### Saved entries
::::

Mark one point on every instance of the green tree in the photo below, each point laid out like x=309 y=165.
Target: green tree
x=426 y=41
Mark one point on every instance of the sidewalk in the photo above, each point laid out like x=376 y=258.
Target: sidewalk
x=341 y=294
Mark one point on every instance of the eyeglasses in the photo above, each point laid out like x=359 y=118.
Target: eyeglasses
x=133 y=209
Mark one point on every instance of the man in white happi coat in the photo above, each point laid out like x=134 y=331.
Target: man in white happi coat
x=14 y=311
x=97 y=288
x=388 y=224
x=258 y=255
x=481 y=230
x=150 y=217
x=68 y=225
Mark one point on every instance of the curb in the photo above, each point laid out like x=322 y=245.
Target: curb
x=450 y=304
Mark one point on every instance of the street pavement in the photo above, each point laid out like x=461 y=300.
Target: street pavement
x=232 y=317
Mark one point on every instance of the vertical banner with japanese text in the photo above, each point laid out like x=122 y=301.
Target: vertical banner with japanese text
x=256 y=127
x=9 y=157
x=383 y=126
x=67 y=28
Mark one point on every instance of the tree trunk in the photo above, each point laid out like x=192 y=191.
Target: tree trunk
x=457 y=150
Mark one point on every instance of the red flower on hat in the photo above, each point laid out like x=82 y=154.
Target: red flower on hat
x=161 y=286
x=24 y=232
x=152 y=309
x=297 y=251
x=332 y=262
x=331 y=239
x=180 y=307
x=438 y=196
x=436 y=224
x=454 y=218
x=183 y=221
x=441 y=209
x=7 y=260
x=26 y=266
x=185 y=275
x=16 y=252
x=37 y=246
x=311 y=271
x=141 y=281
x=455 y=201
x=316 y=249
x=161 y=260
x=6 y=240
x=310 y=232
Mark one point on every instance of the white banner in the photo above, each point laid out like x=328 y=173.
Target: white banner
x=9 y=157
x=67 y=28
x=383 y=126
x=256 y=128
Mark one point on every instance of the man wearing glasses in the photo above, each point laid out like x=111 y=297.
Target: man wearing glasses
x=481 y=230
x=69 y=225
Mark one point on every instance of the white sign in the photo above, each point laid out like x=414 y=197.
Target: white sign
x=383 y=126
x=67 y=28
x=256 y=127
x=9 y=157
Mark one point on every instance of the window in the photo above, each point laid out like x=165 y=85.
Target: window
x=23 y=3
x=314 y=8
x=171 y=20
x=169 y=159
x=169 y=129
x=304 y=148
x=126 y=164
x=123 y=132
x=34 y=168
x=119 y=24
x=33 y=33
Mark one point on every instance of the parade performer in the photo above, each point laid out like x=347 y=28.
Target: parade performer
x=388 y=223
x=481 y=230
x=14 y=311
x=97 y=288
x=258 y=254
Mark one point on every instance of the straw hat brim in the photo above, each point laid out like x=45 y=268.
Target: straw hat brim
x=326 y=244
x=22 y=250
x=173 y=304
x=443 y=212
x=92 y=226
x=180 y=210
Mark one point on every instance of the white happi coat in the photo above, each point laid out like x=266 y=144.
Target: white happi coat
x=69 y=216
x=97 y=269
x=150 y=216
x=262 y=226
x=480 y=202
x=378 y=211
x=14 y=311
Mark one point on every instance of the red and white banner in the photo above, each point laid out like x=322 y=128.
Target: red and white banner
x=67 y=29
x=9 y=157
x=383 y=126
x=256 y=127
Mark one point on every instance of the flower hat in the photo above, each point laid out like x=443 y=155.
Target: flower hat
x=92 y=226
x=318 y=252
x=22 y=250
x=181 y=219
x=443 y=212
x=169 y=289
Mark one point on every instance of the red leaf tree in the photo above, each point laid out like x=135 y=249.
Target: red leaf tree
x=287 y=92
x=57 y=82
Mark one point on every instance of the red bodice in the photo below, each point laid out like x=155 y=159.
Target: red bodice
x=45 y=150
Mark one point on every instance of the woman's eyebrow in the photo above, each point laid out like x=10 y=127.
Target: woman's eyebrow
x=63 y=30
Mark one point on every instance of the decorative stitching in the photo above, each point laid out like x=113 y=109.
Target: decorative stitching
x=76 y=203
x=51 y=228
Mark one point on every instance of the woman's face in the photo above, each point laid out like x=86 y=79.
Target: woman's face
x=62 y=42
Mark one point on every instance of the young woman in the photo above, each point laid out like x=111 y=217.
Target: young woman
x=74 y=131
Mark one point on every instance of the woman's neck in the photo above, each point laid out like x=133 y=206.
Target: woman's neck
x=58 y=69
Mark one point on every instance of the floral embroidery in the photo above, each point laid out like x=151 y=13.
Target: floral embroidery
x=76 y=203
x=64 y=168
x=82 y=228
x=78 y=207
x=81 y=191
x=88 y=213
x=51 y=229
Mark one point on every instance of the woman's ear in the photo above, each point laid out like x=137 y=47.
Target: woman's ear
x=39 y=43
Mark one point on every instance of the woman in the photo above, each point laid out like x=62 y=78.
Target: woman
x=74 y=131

::::

### Instructions for the task
Please print exactly the lines of the entries above, beginning with the line that contains "Mark one point on every instance of the young" and ending with the last line.

### Expected answer
Mark one point on every instance of the young woman in the photo above, each point laid out like x=111 y=217.
Target: young woman
x=74 y=131
Mark one point on every instance of the woman's neck in the photo above, each point laid out like x=133 y=206.
Target: woman's neck
x=58 y=69
Mark one point on every instance of the floral embroidery in the photo above, each point laid out like x=151 y=13.
Target: floral embroidery
x=76 y=203
x=64 y=168
x=82 y=228
x=78 y=207
x=81 y=191
x=88 y=213
x=51 y=229
Mark one point on every instance of the woman's ear in the photo above, each point laid out like x=137 y=47.
Target: woman's ear
x=39 y=43
Mark one point on every instance of the woman in the photo above, each point laid out like x=62 y=78.
Target: woman
x=74 y=131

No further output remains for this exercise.